> [Text shown]:
■ ■ ■ ■

Monday Open Thread [3.31.14]
Obamacare looks to be working and is on target, with 6.7 million previously uninsured people signed up for private insurance plans as of today’s deadline.
Americans are signing up for the Affordable Care Act. And they appear to be doing so in really big numbers. As of the latest official update, last week, more than 6 million people had selected a private insurance plan through one of Obamacare’s new state marketplaces. But that was before a weekend of huge traffic to healthcare.gov and state-run websites, record call volume to telephone help centers, and queues outside outreach offices in California and even Texas. Charles Gaba, the Michigan-based analyst who runs the website ACASignups.net, now projects that 6.72 million people will sign up for private insurance by the time open enrollment ends.
In fact, Gaba now projects that we will officially hit the 7 million mark, as the law and the Congressional Budget Office originally projected. Indeed, the law itself has now covered between 13.1 and 16.8 million previously uninsured people in total, through Medicaid Expansion, the Private Insurance Exchanges (both state exchanges and Healthcare.gov), and allowing those under 26 years of age to remain covered under their parent’s policies.

■ ■ ■ ■

> [Stored data]:
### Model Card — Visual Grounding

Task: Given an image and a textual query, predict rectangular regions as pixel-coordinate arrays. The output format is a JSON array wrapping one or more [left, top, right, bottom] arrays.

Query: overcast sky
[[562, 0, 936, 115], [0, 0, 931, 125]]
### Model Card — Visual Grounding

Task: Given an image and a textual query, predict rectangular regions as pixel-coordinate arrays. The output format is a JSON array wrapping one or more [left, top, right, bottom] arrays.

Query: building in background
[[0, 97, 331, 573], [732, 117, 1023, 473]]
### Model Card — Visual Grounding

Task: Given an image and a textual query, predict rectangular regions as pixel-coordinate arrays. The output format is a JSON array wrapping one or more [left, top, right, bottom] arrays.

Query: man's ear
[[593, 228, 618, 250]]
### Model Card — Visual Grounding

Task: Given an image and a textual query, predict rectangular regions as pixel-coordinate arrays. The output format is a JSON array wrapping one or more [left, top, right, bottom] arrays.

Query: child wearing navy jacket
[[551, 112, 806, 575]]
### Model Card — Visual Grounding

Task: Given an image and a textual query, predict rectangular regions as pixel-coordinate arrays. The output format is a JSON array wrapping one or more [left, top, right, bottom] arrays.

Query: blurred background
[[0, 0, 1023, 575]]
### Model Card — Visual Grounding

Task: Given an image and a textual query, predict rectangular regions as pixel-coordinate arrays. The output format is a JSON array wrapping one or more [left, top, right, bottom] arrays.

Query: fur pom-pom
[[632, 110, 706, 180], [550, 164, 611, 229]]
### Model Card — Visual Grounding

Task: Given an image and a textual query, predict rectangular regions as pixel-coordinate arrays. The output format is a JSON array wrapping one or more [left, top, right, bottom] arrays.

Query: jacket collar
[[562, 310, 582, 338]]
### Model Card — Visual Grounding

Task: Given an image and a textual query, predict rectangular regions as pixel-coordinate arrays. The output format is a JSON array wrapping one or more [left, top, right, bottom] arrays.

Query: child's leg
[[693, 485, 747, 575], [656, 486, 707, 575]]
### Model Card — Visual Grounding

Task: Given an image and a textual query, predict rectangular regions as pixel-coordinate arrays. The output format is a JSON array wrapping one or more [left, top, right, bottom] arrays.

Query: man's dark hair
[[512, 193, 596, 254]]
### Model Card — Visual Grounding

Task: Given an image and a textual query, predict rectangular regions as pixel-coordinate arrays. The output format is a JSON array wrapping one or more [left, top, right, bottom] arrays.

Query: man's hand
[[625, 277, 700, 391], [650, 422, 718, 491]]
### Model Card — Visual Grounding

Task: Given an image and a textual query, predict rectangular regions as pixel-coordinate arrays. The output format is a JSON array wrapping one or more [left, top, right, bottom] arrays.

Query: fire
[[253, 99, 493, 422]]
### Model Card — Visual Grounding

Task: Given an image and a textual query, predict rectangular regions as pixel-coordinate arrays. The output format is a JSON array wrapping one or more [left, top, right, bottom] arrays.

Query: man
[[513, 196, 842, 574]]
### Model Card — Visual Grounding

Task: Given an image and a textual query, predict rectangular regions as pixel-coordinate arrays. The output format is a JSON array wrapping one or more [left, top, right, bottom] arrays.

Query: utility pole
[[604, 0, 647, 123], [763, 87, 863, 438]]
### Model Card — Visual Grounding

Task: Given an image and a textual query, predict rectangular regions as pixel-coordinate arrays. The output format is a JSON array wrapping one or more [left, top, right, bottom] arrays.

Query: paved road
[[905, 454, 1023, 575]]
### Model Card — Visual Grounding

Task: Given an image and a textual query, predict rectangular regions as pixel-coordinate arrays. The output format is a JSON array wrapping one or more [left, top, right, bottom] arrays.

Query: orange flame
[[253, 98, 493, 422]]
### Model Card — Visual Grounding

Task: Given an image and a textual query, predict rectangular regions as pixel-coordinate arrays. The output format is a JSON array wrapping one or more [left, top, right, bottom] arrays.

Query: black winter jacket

■ ■ ■ ■

> [Using the information]:
**A.** In the Obamacare post, who runs the website ACASignups.net?
**B.** Output the passage of the Obamacare post between "Monday Open Thread" and "open enrollment ends.", inclusive.

> [Exercise responses]:
**A.** Charles Gaba, a Michigan-based analyst.

**B.**
Monday Open Thread [3.31.14]
Obamacare looks to be working and is on target, with 6.7 million previously uninsured people signed up for private insurance plans as of today’s deadline.
Americans are signing up for the Affordable Care Act. And they appear to be doing so in really big numbers. As of the latest official update, last week, more than 6 million people had selected a private insurance plan through one of Obamacare’s new state marketplaces. But that was before a weekend of huge traffic to healthcare.gov and state-run websites, record call volume to telephone help centers, and queues outside outreach offices in California and even Texas. Charles Gaba, the Michigan-based analyst who runs the website ACASignups.net, now projects that 6.72 million people will sign up for private insurance by the time open enrollment ends.